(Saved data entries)
========================================================================

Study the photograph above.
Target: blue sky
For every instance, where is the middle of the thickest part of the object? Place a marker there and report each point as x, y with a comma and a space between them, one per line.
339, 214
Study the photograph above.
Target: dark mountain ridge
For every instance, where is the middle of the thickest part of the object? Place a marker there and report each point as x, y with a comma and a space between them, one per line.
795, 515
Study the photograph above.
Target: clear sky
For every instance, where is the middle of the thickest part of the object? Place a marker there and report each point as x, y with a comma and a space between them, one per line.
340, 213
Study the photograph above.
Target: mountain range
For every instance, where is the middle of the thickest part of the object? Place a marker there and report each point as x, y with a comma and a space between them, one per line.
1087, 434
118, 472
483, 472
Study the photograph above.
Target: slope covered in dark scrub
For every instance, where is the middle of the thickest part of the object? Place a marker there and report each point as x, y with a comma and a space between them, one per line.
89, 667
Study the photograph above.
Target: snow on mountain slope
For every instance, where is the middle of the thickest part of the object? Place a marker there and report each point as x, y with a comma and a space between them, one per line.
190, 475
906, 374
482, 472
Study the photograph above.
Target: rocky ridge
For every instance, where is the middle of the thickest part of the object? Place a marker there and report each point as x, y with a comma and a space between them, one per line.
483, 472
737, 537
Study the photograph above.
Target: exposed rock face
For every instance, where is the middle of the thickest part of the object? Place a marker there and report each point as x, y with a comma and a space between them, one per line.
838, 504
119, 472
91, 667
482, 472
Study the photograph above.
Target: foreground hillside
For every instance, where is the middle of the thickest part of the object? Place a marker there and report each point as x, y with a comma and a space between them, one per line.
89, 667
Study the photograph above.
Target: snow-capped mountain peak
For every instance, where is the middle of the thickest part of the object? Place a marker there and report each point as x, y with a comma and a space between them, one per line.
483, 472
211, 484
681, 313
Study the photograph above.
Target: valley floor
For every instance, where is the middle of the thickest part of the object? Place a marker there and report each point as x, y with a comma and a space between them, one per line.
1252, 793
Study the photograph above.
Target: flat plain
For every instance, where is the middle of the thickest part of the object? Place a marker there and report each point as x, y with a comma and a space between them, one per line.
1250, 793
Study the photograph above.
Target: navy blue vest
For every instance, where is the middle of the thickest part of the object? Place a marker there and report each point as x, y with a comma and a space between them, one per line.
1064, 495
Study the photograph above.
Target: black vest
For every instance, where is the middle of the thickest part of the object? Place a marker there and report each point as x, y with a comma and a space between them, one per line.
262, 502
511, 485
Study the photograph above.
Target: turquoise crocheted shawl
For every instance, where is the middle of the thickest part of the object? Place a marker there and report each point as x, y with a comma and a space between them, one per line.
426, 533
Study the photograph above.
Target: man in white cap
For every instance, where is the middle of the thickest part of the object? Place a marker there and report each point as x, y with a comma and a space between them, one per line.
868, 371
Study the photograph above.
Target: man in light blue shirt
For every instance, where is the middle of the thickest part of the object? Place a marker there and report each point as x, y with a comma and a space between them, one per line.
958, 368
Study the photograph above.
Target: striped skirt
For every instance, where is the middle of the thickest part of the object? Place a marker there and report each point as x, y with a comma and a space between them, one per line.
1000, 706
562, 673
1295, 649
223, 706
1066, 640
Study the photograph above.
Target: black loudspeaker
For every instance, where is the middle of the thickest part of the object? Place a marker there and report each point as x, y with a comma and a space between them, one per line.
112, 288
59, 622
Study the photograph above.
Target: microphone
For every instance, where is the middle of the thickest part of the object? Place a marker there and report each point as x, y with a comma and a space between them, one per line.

========================================================================

Repeat the records above exactly, from the first line to the last.

Expected answer ->
Study the photograph above.
Target: blue sky
For every instance, where is the middle of the thickest part of the object? Place a marker there and report each point as x, y with a comma and a space between them, one per line.
339, 214
Study the photograph above.
Target: dark mountain ridge
For every instance, where is the middle of the thickest part of the object? Place a marker there and report each point as x, y with a comma and a space between them, one per line.
795, 515
Study the photograph above.
Target: clear sky
For every instance, where is the middle of the thickest part of the object? Place a marker there and report each point as x, y with a comma and a space between them, one per line.
340, 213
Study the photograph above.
Target: mountain range
For every instance, where is the middle of the thickest part of the object? Place a marker there and report each point as x, y with a comma and a space between them, one per line.
1087, 434
118, 472
483, 472
Study the photograph above.
Target: slope covered in dark scrub
For every instance, where is the middle of the thickest part of the object? Place a marker there and report each point as x, y with a comma and a space between them, one per line.
89, 667
Study the photograph above.
Target: snow on mountain slope
For every instance, where is the middle of the thickest part of the object? Place a marker there and report each point as x, y with a comma and a space between them, one per line.
190, 475
906, 374
482, 472
Study the photograph above.
Target: rocky ridge
For every instance, where is the middle of the thickest part of the object? Place a marker there and report each point as x, y with a comma and a space between them, one per line.
483, 472
737, 537
Study the photograph above.
Target: exposed rock face
For every instance, where is the middle of the thickest part of the object? Place a marker there and report each point as x, y with a comma and a space between them, one per line.
838, 504
119, 472
91, 667
482, 472
Study the photograph above.
Target: foreground hillside
For every instance, where is the middle of the thickest part of the object? Place a marker there and report each point as x, y with a comma and a space between them, one per line.
89, 667
Study the photograph above.
Target: snow-capped mountain peak
For every instance, where is the middle of the thickest part of the object? Place a marker there and report each point as x, y with a comma and a space between them, one per line.
483, 472
211, 484
681, 313
Study the photograph above.
Target: valley floor
For every instance, where is the middle of the thickest part of the object? Place a marker there and report each point as x, y with a comma and a space between them, one per line.
1252, 793
Study the photograph above.
Target: flat plain
For every instance, where is the middle of the thickest part of the object? Place a marker there and report each point as x, y with a comma and a space between them, one per line.
1250, 793
Study the photograph above.
Target: navy blue vest
For every instance, where is the middle of the thickest part of the object? Place a marker there and report each point as x, y with a comma and a space between them, one per line.
1064, 495
Study the photograph above.
Target: black vest
For every instance, where is the middle of the thickest part of the object? Place a marker there and report each point as x, y with a comma and a space between them, one per line.
262, 502
511, 485
Study the photograph above.
Target: turquoise crocheted shawl
For every instance, where is the middle of the thickest part of the object? Place a marker there and report each point as x, y with a comma and a space between them, one per line.
426, 533
Study the photograph above.
Target: man in white cap
For every instance, where is the middle of the thickest part of the object? Place a marker there and report each point as x, y with a comma and a space between them, one per line.
868, 371
Study the photograph above.
Target: man in light blue shirt
For every instance, where is the middle of the thickest part of the object? Place a marker there and report each point as x, y with a comma and a space between them, one per line.
958, 368
Study the photograph above.
Target: striped skirt
For every instance, where is the middle of the thickest part of the object? Place a marker there and report each point as x, y with a comma and a space between them, one per line.
1000, 706
562, 673
1295, 649
223, 706
1066, 640
Study the photograph above.
Target: black loudspeaker
For every instance, where is the middle of the thickest part of the object? Place a marker there and report each point as x, y with a comma and a space between them, one per line.
112, 288
59, 622
Study the photograph above.
Target: microphone
For every instance, where is the middle of the thickest part of the object? Place a marker there and report each point as x, y with a comma and a space between them, one per line.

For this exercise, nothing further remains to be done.